◆ **Objectif**
Recopiez fidèlement le passage de la critique sur le MCU en commençant par «Spider-Man: No Way» et en allant jusqu'à «n'en est rien.».

Le MCU, ou Marvel Cinematic Universe, est en soit un bel oxymore de 26 films: on nous vend un prétendu «univers cinématographique», là où cet «univers» se rapproche bien plus d'une gigantesque série télévisée, mais diffusée au cinéma. Chaque film est en soit une bande-annonce pour le prochain, avec cette tendance plutôt exécrable des scènes post-génériques, et l'on remarque une perte de langage cinématographique dans tout ce vaste empire. Ainsi, le véritable mode de consommation qu'est devenu Marvel, géant d'Hollywood, s'éloigne du cinéma: il suffit d'aller voir les réactions en salles pour le comprendre. Devant chaque événement majeur ou chaque caméo, les applaudissements et cris des fans de comics retentissent. Désormais, l'heure n'est plus à à la mise en scène développée, mais aux énièmes rebondissements, aux personnages. En bref, une série. On serait alors tenté de grossièrement accuser Marvel, et à travers-eux, Disney et son empire, de tuer à petit-feu le septième art avec leurs «parcs d'attraction». Si cela n'est pas totalement faux, il faut tout de même tenir compte des résultats au box-office de la saga: les 6 942 474 entrées d'Avengers: Endgame (et encore, uniquement en France) ne sont-elles que des geeks venu admirer la continuation des aventures de leurs comics? Certainement pas, il y a un grand public avant-tout attiré par le grand spectacle que vend Marvel, dans ses tendances les plus grandioses, promettant une sorte de mythologie du XXIe siècle, les super-héros étant devenus de véritables icônes de notre époque. La question majeure est, de cette promesse à la réalité, quelle est la différence? Car de toute évidence, il suffit de voir la séquence de l'aéroport de Captain America: Civil War et ses tons grisâtres, le péché capital de Marvel est bien de faillir à ce grand spectacle par une mise en scène qui enferme l'action dans un petit cadre, d'une pauvreté abyssale, et même par un scénario indigne à ces mythologies modernes (Thor de Kenneth Branagh en est un bon exemple). Le précédent Spider-Man, Far From Home le montre bien: tout appelait à la démesure, les grandes villes, les monuments, le méchant, Mystério, mais la bouillie visuelle ennuyante, qui fait que l'on oublie dix minutes plus tard n'importe-quelle scène de combat, dominait et aucune ambition esthétique ne se démarquait.


Spider-Man: No Way Home, le tout dernier cru, se démarque alors avec étonnement: film-évènement à la Endgame, il s'agit pourtant d'un film «secondaire», sans grand méchant menaçant le monde entier par son claquement de doigt. Preuve que le public, davantage qu'à des orgies super-héroïques comme Endgame, s'intéresse à des héros plus singuliers, individuels, comme Spider-Man, qui s'inscrit dans un réel tangible, entre vie familiale et lycée. Surtout, de toute évidence, No Way Home, c'est la promesse du retour des méchants des anciens films: ceux des Amazing Spider-Man, d'abord, mais surtout de la trilogie de Sam Raimi, sommet du film super-héroïque. Dès lors se construit une attente, celle d'une continuité, de la reprise d'icônes et de leurs enjeux, qui aurait pu facilement finir en déception. Mais il n'en est rien.

[Données d'étiquetage de localisation dans les images]
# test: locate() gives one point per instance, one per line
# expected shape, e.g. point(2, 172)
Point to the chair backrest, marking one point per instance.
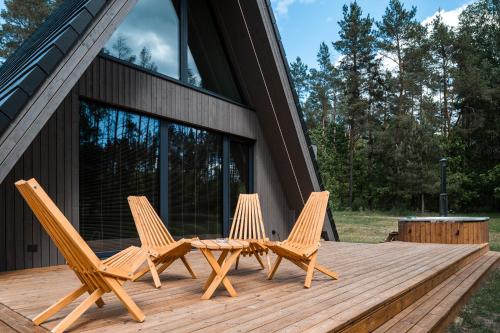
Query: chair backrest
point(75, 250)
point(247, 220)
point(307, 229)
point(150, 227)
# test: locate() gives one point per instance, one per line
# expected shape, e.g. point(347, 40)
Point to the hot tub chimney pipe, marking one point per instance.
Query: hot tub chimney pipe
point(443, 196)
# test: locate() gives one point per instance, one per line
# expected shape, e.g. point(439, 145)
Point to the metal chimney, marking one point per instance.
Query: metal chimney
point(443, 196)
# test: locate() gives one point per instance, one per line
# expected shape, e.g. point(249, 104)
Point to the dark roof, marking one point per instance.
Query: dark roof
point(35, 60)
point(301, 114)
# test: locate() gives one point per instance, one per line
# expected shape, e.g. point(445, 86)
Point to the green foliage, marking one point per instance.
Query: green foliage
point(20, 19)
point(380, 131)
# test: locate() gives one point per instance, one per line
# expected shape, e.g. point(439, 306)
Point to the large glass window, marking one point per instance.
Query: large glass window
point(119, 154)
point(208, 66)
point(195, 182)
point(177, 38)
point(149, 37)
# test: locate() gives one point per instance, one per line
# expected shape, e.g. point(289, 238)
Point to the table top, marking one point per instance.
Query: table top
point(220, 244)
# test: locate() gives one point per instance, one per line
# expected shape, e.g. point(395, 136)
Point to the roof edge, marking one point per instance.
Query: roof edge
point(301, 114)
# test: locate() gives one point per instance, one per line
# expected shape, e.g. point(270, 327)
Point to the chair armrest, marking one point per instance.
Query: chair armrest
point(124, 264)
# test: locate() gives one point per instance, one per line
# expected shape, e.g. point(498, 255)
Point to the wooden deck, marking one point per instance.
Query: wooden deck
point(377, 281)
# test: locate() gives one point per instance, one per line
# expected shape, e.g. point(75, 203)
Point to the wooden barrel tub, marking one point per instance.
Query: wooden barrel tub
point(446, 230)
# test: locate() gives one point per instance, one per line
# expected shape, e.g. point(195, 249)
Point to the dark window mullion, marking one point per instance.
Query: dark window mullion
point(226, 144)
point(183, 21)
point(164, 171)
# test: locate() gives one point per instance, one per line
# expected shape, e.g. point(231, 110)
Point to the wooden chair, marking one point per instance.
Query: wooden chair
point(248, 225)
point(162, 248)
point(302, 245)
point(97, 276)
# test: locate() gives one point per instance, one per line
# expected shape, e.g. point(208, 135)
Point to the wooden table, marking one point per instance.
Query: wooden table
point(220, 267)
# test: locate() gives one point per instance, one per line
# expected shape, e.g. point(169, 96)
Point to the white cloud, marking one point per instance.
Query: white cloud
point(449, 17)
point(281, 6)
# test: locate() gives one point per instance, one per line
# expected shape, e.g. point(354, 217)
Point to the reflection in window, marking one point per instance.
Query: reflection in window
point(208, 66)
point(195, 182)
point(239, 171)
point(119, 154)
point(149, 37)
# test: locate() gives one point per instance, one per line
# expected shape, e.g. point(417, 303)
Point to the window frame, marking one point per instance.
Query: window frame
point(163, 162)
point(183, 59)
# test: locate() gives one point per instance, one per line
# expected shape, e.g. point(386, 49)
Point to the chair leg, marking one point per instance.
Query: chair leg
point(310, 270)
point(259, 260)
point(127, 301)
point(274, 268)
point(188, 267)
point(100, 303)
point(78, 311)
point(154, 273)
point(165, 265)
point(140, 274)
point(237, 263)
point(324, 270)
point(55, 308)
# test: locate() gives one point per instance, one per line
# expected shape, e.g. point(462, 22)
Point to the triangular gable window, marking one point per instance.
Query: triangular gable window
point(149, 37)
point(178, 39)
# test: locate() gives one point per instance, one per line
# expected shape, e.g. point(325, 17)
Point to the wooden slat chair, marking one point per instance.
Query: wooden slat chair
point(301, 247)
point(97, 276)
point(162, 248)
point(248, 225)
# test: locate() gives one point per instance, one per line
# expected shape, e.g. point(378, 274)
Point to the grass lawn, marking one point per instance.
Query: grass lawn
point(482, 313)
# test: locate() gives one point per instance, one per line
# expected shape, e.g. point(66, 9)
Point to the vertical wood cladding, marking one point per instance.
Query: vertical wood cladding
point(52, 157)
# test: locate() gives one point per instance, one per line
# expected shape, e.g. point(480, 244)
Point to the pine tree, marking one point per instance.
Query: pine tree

◆ **Solution rédigée**
Spider-Man: No Way Home, le tout dernier cru, se démarque alors avec étonnement: film-évènement à la Endgame, il s'agit pourtant d'un film «secondaire», sans grand méchant menaçant le monde entier par son claquement de doigt. Preuve que le public, davantage qu'à des orgies super-héroïques comme Endgame, s'intéresse à des héros plus singuliers, individuels, comme Spider-Man, qui s'inscrit dans un réel tangible, entre vie familiale et lycée. Surtout, de toute évidence, No Way Home, c'est la promesse du retour des méchants des anciens films: ceux des Amazing Spider-Man, d'abord, mais surtout de la trilogie de Sam Raimi, sommet du film super-héroïque. Dès lors se construit une attente, celle d'une continuité, de la reprise d'icônes et de leurs enjeux, qui aurait pu facilement finir en déception. Mais il n'en est rien.